Kabini vs. Clover Trail & ARM

Kabini is a difficult SoC to evaluate, primarily because of the nature of the test system we're using to evaluate it today. Although AMD's Jaguar cores are power efficient enough to end up in tablets, the 15W A4-5000 we're looking at today is a bit too much for something the size of an iPad. Temash, Kabini's even lower power counterpart, will change that but we don't have Temash with us today. Rather than wait for AMD to get us a Temash based tablet, I wanted to get an idea of how Jaguar stacks up to some of the modern low-power x86 and ARM competitors.

To start, let's characterize Jaguar in terms of its performance compared to Bobcat as well as Intel's current 32nm in-order Saltwell Atom core. As a reference, I've thrown in a 17W dual-core Ivy Bridge. The benchmarks we're looking at are PCMark 7 (only run on those systems with SSDs), Cinebench (FP workload) and 7-Zip (integer workload). With the exception of Kabini, all of these parts are dual-core. The Atom and Core i5 systems are dual-core but have Hyper-Threading enabled so they present themselves to the OS as 4-thread machines.

CPU Performance
  PCMark 7 Cinebench 11.5 (Single Threaded) Cinebench 11.5 (Multithreaded) 7-Zip Benchmark (Single Threaded) 7-Zip Benchmark (Multithreaded)
AMD A4-5000 (1.5GHz Jaguar x 4) 2425 0.39 1.5 1323 4509
AMD E-350 (1.6GHz Bobcat x 2) 1986 0.32 0.61 1281 2522
Intel Atom Z2760 (1.8GHz Saltwell x 2) - 0.17 0.52 754 2304
Intel Core i5-3317U (1.7GHz IVB x 2) 4318 1.07 2.39 2816 6598

Compared to a similarly clocked dual-core Bobcat part, Kabini shows a healthy improvement in PCMark 7 performance. Despite the clock speed disadvantage, the A4-5000 manages 22% better performance than AMD's E-350. The impressive gains continue as we look at single-threaded Cinebench performance. Again, a 22% increase compared to Bobcat. Multithreaded Cinebench performance scales by more than 2x thanks to the core count doubling and increased multi-core efficiency. The current generation Atom comparison here is just laughable—Jaguar offers more than twice the performance of Clover Trail in single threaded Cinebench.

The single threaded 7-Zip benchmark shows only mild gains if we don't take into account clock speed differences. If you normalize for CPU frequency, Jaguar is likely around 9% faster than Bobcat here. Multithreaded gains are quite good as well. Once again, Atom is no where near AMD's new A4.

The Ivy Bridge comparison is really just for reference. In all of the lightly threaded cases, a 1.7GHz Ivy Bridge delivers over 2x the performance of the A4-5000. The gap narrows for heavily threaded workloads but obviously any bigger core going into a more expensive system will yield appreciably better results.

For the next test I expanded our comparison to include an ARM based SoC: the dual-core Cortex A15 powered Samsung Exynos 5250 courtesy of Google's Nexus 10. These cross platform benchmarks are all browser based and run in Google Chrome:

Mozilla Kraken Benchmark (Chrome)

──────────

→ **REQUEST**:
According to the page comparing Kabini with Clover Trail and ARM, by what percentage does the A4-5000 outperform the E-350 in PCMark 7?

→ **Records in a dataset**:

──────────

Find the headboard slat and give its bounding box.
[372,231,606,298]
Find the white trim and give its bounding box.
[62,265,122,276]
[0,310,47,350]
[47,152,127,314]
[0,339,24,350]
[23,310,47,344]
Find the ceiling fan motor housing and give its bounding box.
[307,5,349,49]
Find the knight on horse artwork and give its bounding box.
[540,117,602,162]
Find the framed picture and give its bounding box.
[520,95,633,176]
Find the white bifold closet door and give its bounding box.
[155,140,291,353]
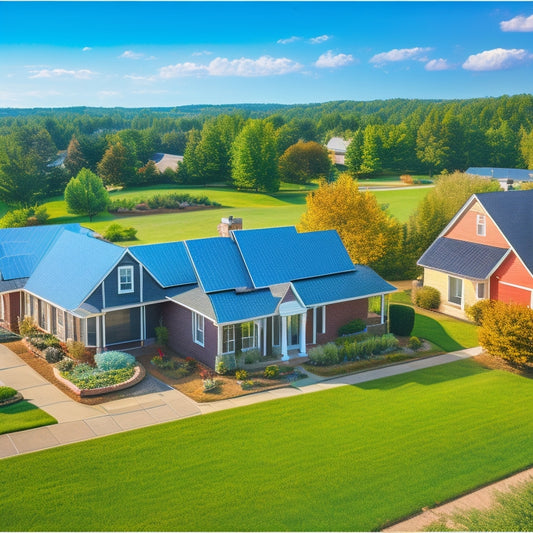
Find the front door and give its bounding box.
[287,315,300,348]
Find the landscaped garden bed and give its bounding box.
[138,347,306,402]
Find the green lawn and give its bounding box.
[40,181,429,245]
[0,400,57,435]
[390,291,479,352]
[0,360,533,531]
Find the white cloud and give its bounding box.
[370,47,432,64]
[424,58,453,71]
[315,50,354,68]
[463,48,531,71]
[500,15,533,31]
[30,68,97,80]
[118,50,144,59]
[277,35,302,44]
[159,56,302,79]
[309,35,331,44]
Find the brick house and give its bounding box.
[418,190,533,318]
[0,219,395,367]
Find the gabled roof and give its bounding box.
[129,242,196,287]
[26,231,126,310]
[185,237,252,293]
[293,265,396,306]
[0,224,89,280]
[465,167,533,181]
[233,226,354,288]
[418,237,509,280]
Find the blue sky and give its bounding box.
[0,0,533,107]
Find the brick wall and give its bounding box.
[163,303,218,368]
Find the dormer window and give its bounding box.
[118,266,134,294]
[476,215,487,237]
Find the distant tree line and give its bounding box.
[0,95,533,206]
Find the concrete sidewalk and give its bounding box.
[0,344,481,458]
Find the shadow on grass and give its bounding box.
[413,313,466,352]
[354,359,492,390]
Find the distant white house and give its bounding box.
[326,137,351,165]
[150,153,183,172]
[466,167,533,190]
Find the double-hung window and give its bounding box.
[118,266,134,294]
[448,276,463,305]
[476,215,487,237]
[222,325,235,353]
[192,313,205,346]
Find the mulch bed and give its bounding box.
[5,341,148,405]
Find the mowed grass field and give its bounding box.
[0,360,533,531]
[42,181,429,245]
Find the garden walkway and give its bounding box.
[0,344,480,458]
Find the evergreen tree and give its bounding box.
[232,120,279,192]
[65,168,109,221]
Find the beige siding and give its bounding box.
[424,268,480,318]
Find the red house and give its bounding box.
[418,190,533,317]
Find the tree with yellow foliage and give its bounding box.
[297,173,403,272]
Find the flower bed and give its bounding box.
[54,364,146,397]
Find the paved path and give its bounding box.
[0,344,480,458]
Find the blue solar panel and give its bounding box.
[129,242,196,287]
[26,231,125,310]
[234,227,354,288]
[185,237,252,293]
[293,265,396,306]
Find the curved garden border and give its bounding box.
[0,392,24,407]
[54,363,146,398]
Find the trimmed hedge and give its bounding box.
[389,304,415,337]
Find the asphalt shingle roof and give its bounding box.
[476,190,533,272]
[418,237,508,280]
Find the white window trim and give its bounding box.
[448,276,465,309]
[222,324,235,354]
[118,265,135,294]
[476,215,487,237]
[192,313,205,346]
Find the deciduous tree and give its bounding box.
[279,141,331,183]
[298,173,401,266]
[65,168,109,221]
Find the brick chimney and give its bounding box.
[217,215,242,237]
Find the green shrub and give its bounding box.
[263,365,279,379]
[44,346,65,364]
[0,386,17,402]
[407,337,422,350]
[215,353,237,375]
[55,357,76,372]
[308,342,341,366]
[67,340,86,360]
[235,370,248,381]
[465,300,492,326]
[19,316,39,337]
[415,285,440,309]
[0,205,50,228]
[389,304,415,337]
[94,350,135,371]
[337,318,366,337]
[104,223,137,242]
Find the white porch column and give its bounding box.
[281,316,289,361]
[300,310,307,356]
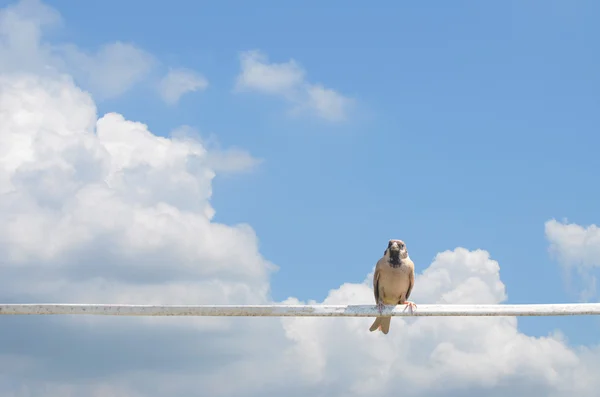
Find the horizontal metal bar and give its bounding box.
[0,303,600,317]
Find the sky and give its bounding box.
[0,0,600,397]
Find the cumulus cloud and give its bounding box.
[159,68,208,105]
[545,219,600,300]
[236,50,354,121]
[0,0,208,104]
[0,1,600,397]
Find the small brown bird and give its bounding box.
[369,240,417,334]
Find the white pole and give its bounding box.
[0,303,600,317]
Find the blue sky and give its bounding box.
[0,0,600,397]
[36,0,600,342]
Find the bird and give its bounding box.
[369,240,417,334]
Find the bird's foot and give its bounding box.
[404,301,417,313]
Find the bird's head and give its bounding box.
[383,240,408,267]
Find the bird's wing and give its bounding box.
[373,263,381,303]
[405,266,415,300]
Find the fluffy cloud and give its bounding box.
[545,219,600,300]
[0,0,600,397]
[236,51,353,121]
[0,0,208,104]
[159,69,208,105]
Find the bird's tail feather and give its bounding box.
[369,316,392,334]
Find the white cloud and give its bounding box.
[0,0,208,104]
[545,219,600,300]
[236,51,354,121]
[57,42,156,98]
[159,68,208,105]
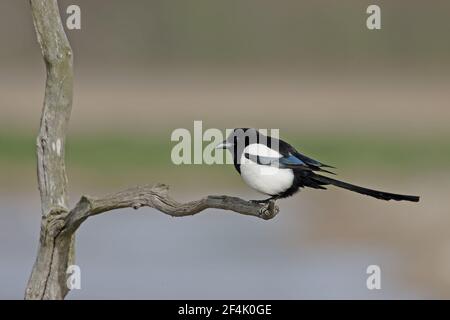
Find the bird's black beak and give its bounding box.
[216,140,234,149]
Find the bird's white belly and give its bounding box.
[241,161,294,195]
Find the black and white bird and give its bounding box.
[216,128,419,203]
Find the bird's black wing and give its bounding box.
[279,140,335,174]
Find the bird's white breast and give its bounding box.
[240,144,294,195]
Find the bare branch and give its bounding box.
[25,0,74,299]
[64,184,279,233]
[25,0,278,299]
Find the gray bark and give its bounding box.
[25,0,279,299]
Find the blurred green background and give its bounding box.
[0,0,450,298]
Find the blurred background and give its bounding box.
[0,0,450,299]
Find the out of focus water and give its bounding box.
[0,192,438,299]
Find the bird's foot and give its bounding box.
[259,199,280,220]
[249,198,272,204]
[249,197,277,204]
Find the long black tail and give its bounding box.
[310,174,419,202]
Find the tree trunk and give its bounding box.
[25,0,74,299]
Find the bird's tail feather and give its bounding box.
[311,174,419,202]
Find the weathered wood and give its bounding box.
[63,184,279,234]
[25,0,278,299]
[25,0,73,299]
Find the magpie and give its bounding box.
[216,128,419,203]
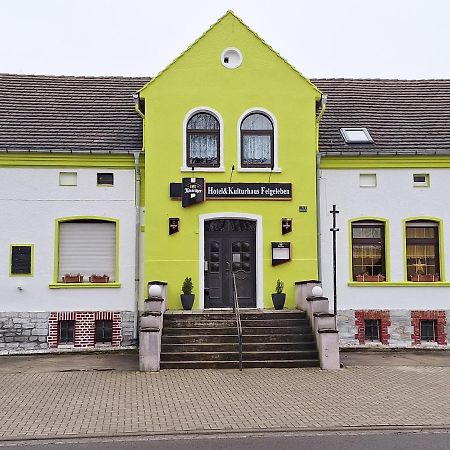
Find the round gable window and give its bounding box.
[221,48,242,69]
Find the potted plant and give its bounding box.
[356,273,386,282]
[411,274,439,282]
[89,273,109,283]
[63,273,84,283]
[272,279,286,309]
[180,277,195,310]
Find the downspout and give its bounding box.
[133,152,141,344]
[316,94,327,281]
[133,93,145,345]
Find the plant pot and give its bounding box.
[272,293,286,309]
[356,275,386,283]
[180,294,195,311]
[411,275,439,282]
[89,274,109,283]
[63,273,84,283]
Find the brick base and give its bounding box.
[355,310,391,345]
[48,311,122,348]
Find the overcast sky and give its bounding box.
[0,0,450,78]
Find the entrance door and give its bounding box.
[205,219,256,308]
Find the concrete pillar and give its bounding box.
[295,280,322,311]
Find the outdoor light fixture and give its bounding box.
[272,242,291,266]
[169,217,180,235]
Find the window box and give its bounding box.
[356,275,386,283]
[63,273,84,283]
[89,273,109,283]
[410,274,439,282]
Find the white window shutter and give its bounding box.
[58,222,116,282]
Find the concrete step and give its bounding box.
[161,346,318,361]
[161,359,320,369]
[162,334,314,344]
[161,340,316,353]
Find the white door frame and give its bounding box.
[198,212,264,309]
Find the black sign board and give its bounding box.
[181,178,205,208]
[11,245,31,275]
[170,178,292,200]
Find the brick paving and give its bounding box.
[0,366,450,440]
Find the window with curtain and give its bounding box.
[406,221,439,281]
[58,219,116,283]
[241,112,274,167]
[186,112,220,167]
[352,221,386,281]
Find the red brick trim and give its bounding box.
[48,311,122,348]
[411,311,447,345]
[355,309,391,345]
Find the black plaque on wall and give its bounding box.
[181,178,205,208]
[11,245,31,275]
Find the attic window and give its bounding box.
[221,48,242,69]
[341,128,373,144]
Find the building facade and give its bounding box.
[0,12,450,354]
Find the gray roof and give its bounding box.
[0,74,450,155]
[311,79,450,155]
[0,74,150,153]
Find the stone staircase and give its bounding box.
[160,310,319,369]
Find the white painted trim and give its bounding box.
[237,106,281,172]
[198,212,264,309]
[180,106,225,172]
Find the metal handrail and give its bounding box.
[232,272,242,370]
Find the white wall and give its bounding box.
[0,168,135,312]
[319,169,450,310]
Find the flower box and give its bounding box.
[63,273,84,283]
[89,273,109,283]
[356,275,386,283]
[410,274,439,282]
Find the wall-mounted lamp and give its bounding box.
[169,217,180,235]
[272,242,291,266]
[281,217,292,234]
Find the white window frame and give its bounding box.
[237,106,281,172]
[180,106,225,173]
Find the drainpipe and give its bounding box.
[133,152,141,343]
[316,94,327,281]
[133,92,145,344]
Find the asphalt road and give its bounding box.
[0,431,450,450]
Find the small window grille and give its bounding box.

──────────

→ **WRITTEN RESPONSE**:
It performs 22% better.